§ PASSAGE TO READ:
● ● ● ● ●

See the above, I don't want to do that if I have 12 dependencies, each of which have their own dependencies, which can update often, and I have a several thousand line long program. The types let me know before I get a runtime error.

brazen jolt
#

I do read source of libs I'm interested in, I don't read git diffs on every change for libs that update, sometimesnot even changelogs, because I maintain a lot of things, and it would take me a LOT more time if I had to go through it all, when in vast majority of cases, those updates are just minor things that don't really affect me

bleak imp
#

And please do not say unit tests.

brazen jolt
brazen jolt
wooden panther
wooden panther
brazen jolt
bleak imp
brazen jolt
#

it's not really relevant though, the point here wasn't necessarily to just demonstrate that it fits my very specific workflow here

#

the point was that it's just easier to use in general, and how it can make your life easier in may ways

#

and faster

#

All I would suggest you to do is to give it a shot, just spin up a mid sized project and try to use types there, see how it feels

bleak imp
#

If you aren't already, also try using an editor with proper auto-complete, since they help each other.

brazen jolt
#

Python is a dynamic language, and sure, types might not be for everyone, but a lot of people who do try usually end up sticking with them, and liking them quite a lot. Me included. I originally really liked the idea of python's dynamicness, and I think it's what made learning to code easier for me here, and why I liked it so much. But after working with it for years, and refusing to use types, all it took was to try them out for a while, and I realized just how great they can actually be, and how much time they can save you.

Even though it might seem like extra work without that much benefit, that's likely because you haven't enabled the type checking behavior in your editor, so you aren't actually even getting those benefits. Without it enabled, all you're getting is the auto-complete. No bug finding behavior and type enforcement.

● ● ● ● ●

§ MATERIAL SUPPLIED:
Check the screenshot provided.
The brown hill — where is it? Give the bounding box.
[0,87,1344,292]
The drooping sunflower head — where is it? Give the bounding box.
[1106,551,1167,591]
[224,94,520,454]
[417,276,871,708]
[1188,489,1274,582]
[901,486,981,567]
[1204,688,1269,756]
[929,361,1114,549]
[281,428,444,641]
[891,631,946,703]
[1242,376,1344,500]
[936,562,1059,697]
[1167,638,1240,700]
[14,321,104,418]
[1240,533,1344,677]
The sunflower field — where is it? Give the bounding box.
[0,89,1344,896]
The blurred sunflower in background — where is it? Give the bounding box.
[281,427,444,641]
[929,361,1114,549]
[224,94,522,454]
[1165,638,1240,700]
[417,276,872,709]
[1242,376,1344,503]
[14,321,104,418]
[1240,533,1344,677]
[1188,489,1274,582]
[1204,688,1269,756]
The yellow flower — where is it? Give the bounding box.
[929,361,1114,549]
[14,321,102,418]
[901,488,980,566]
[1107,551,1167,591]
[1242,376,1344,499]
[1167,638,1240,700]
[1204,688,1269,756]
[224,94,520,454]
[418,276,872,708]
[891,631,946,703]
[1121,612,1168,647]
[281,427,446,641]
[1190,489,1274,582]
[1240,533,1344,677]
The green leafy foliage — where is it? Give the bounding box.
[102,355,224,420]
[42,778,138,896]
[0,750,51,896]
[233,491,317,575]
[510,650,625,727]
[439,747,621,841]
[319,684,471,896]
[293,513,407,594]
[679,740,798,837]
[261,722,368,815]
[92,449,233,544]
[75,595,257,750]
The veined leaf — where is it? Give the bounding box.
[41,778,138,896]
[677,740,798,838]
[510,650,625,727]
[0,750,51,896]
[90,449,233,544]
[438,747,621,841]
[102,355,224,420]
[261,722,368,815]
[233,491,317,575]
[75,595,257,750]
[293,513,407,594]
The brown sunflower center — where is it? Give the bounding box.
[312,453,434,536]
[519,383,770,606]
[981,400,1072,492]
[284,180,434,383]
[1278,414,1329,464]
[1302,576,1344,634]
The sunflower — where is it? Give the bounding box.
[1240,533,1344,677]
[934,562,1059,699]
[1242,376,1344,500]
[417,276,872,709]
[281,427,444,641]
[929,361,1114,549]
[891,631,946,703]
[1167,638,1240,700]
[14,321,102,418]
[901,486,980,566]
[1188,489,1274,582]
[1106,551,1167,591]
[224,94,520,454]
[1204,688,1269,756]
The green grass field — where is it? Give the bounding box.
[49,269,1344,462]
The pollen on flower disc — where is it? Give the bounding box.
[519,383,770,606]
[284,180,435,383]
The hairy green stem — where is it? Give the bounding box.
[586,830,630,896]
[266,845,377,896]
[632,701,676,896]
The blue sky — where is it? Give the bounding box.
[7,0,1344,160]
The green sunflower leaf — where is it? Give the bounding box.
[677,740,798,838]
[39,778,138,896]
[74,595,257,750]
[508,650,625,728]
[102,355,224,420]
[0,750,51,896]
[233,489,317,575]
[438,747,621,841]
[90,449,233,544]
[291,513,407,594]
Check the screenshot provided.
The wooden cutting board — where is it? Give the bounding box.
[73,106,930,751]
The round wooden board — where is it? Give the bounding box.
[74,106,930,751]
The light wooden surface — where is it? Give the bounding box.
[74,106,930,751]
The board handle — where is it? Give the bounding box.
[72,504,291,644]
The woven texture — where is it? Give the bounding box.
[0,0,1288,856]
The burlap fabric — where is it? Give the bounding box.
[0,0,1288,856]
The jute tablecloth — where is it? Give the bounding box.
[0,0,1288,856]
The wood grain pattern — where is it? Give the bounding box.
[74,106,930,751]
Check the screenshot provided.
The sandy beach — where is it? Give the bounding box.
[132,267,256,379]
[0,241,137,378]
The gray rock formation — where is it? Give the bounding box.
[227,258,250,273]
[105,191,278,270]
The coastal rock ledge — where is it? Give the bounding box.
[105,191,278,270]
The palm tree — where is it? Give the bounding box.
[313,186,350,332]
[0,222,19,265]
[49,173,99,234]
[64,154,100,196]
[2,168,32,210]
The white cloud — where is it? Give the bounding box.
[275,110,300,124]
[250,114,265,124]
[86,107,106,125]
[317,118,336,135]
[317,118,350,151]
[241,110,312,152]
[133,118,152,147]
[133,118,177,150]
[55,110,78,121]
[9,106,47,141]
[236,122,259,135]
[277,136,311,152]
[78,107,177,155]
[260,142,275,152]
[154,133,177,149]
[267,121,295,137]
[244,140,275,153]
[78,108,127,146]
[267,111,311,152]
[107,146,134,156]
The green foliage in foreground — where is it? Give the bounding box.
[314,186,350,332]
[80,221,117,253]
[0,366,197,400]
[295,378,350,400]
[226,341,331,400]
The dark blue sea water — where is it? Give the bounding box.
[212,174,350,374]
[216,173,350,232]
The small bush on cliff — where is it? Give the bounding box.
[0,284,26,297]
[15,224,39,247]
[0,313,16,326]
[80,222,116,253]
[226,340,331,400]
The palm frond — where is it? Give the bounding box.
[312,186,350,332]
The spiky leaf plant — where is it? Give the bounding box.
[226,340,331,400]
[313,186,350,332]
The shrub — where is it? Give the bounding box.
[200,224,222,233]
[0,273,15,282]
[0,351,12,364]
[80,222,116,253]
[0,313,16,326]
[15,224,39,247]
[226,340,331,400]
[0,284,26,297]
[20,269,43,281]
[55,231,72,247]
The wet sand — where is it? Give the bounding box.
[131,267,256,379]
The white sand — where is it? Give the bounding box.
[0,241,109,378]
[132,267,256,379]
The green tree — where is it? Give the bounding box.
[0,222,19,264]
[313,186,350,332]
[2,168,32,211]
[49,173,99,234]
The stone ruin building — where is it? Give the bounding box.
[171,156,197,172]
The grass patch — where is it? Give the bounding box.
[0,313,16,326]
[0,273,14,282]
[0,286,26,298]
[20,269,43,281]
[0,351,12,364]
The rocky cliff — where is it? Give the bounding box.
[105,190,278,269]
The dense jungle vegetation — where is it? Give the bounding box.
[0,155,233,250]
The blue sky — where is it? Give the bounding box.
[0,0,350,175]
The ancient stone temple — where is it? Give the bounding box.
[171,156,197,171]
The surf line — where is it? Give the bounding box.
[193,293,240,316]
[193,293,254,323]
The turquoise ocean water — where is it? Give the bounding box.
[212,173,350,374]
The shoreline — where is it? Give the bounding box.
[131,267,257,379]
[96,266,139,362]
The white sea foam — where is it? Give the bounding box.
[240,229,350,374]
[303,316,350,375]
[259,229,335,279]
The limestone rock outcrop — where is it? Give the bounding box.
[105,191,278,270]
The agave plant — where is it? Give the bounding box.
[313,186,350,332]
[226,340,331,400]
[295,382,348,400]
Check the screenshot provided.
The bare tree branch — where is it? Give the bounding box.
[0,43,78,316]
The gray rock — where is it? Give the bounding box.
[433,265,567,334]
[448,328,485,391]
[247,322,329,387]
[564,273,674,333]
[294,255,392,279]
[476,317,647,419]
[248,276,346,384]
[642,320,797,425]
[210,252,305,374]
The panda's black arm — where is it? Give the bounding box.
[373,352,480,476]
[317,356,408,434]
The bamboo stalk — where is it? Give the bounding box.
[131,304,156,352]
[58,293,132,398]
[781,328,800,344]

● ● ● ● ●

§ TASKS TO CARRY OUT:
1. Output the passage from the Python types discussion between "Python is a" and "can save you.", inclusive.
2. Swap "Give the bounding box" for "Give the box coordinates" in the records between the line holding "The dense jungle" and the end of the records, inclusive. Return only those lines, with nothing else changed.

§ ANSWERS BELOW:
1.
Python is a dynamic language, and sure, types might not be for everyone, but a lot of people who do try usually end up sticking with them, and liking them quite a lot. Me included. I originally really liked the idea of python's dynamicness, and I think it's what made learning to code easier for me here, and why I liked it so much. But after working with it for years, and refusing to use types, all it took was to try them out for a while, and I realized just how great they can actually be, and how much time they can save you.

2.
The dense jungle vegetation — where is it? Give the box coordinates.
[0,155,233,250]
The blue sky — where is it? Give the box coordinates.
[0,0,350,175]
The ancient stone temple — where is it? Give the box coordinates.
[171,156,197,171]
The surf line — where is it? Give the box coordinates.
[193,293,240,316]
[193,293,254,323]
The turquoise ocean water — where is it? Give the box coordinates.
[212,173,350,374]
The shoreline — where is it? Give the box coordinates.
[131,267,257,379]
[96,266,139,362]
The white sea foam — where is it? Give the box coordinates.
[240,229,350,374]
[303,316,350,375]
[259,229,335,279]
The limestone rock outcrop — where is it? Give the box coordinates.
[105,191,278,270]
The agave plant — where is it? Give the box coordinates.
[313,186,350,332]
[226,340,331,400]
[295,382,348,400]
Check the screenshot provided.
The bare tree branch — where is it? Give the box coordinates.
[0,43,78,316]
The gray rock — where is it? Give the box coordinates.
[433,265,567,334]
[448,328,485,391]
[247,322,329,387]
[564,273,674,333]
[294,255,392,279]
[476,317,647,419]
[248,276,346,384]
[642,320,797,425]
[210,252,305,374]
The panda's black arm — where is it? Give the box coordinates.
[373,352,480,476]
[317,356,408,434]
The bamboo stalk — where is it? Give the box coordinates.
[131,304,156,352]
[58,293,132,398]
[781,328,800,344]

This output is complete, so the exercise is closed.